_AIM OF THE TASK_:
Reproduce the entries that follow exactly. No picture should appear in the result.

□ □ □ □

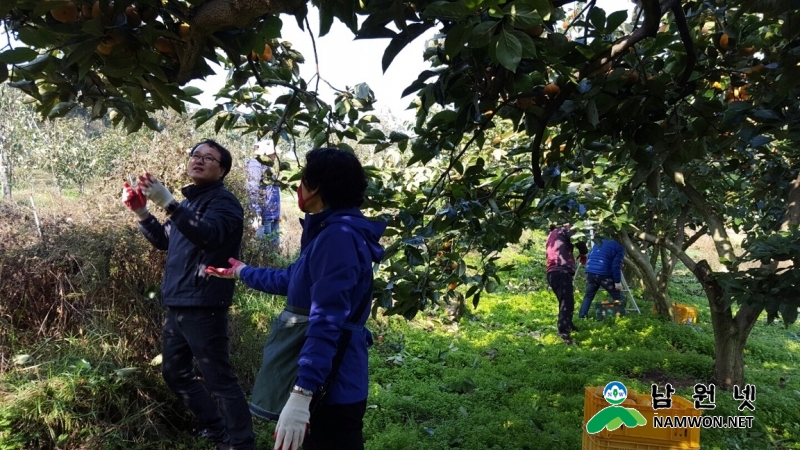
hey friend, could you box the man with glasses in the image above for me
[121,139,255,450]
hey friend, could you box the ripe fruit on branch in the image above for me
[543,83,560,97]
[719,33,730,51]
[155,36,175,54]
[51,1,79,23]
[251,44,273,61]
[523,25,543,37]
[178,23,191,41]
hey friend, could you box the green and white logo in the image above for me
[586,381,647,434]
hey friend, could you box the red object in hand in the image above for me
[122,181,147,211]
[579,254,587,265]
[205,257,246,279]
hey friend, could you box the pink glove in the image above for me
[122,181,149,220]
[205,258,248,279]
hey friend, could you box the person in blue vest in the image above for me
[578,237,626,319]
[246,140,282,245]
[207,148,386,450]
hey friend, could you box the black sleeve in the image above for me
[137,215,170,251]
[169,194,243,250]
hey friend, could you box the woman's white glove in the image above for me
[140,173,175,209]
[273,392,312,450]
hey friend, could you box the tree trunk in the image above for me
[694,259,762,388]
[0,146,10,198]
[619,231,672,316]
[711,318,747,388]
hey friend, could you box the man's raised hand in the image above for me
[122,181,149,220]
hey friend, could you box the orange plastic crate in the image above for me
[583,387,701,448]
[583,431,700,450]
[651,303,699,324]
[674,304,698,324]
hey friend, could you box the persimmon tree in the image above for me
[3,0,799,387]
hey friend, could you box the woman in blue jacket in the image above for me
[578,238,626,319]
[208,148,385,450]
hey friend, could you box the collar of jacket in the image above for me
[300,207,373,250]
[181,180,224,200]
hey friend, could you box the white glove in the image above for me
[140,173,175,209]
[274,392,311,450]
[614,283,623,291]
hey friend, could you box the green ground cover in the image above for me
[2,235,798,449]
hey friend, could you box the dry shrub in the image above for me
[0,200,167,366]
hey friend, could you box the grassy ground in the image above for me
[352,235,800,450]
[2,179,798,449]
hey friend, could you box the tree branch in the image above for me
[683,225,708,250]
[666,171,737,267]
[176,0,308,83]
[629,226,697,272]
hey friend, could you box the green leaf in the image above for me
[444,23,474,60]
[504,3,541,30]
[382,23,434,72]
[146,75,184,112]
[605,10,628,32]
[586,99,599,127]
[182,86,203,97]
[750,109,781,122]
[519,0,552,20]
[48,101,77,119]
[17,27,58,47]
[260,15,283,39]
[494,31,522,72]
[64,39,99,69]
[389,131,409,142]
[0,47,39,64]
[469,21,498,48]
[422,1,471,20]
[509,30,537,58]
[589,7,606,31]
[337,142,355,153]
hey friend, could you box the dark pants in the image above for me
[304,400,367,450]
[579,273,623,318]
[547,271,576,336]
[162,307,255,449]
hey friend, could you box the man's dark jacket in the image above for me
[139,180,244,307]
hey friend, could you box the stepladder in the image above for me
[574,262,641,314]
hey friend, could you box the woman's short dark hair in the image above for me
[302,148,367,209]
[192,139,232,179]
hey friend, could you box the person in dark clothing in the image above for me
[121,139,255,450]
[207,148,386,450]
[545,224,588,345]
[578,238,626,319]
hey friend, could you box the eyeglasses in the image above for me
[190,154,220,164]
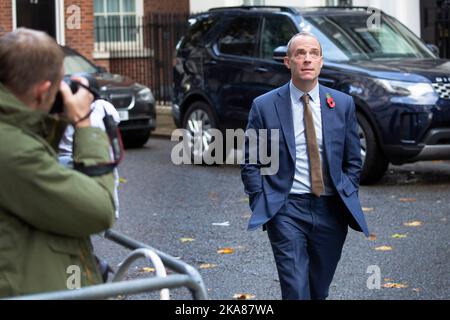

□ □ □ □

_TASK OUTPUT_:
hey friend, could you box the man with glasses in the image above for me
[121,139,255,450]
hey friend, could you box the ripe fruit on branch in the image above for me
[543,83,560,97]
[719,33,730,51]
[155,36,175,54]
[51,1,79,23]
[251,44,273,61]
[523,25,543,37]
[178,23,191,41]
hey friend, could you box the green and white logo in the image above for me
[586,381,647,434]
hey friend, could you box the red object in hand in the image above for me
[122,181,147,211]
[579,254,587,265]
[205,257,246,279]
hey friend, could you box the pink glove in the image above for me
[122,181,149,220]
[205,258,248,279]
hey friend, could you box the person in blue vest in the image above for me
[578,237,626,319]
[246,140,282,245]
[207,148,386,450]
hey friend, could you box the black sleeve in the image above for me
[137,215,170,251]
[169,194,243,250]
hey friend, could you box the woman's white glove in the image above for me
[140,173,175,209]
[273,392,312,450]
hey friend, could you box the tree trunk in the image above for me
[694,259,762,388]
[0,146,10,198]
[619,231,672,316]
[711,318,747,388]
hey friend, could you box the man's raised hand in the image above for me
[122,181,149,220]
hey friend, could you box the orange plastic crate in the image above for me
[583,387,701,448]
[583,431,700,450]
[651,303,699,324]
[674,304,698,324]
hey friend, could you box the persimmon tree in the image above for me
[3,0,799,387]
hey friend, could you box the woman in blue jacket in the image above for me
[578,238,626,319]
[208,148,385,450]
hey friend, could you box the collar of jacket in the image above for me
[300,207,373,250]
[181,180,224,200]
hey friend, could you box the white glove in the image above for me
[140,173,175,209]
[274,392,311,450]
[614,283,623,291]
hey friend, could you box the green ground cover in the image above for me
[2,235,798,449]
hey friend, could you box the dry shrub in the image above for me
[0,200,167,366]
hey friend, could you box the grassy ground in the image above for me
[352,235,800,450]
[2,179,798,449]
hey friend, could you box the tree branch in the image above for me
[683,225,708,250]
[666,171,737,267]
[176,0,308,83]
[629,226,697,272]
hey friend, could you box the green leaf in the image above for me
[444,23,474,60]
[504,3,541,30]
[382,23,434,72]
[146,75,184,112]
[605,10,628,32]
[586,99,599,127]
[182,86,203,97]
[750,109,781,122]
[519,0,552,20]
[48,101,77,119]
[17,27,58,47]
[260,15,283,39]
[494,31,522,72]
[64,39,99,69]
[389,131,409,142]
[0,47,39,64]
[469,21,498,48]
[422,1,471,20]
[509,30,537,58]
[589,7,606,31]
[337,142,355,153]
hey friend, could you box the dark pants in the image above for me
[304,400,367,450]
[579,273,623,318]
[547,271,576,336]
[162,307,255,449]
hey friend, could you box the man's dark jacket in the image above for me
[139,180,244,307]
hey friend, could you box the stepladder in the image above for me
[574,262,641,314]
hey friend, could you box the woman's short dark hair in the image above for me
[302,148,367,209]
[192,139,232,179]
hey friend, could you box the person in dark clothing in the image above for me
[121,139,255,450]
[207,148,386,450]
[545,224,588,345]
[578,238,626,319]
hey friend, could you box the eyeglasses in the image above for me
[190,154,220,164]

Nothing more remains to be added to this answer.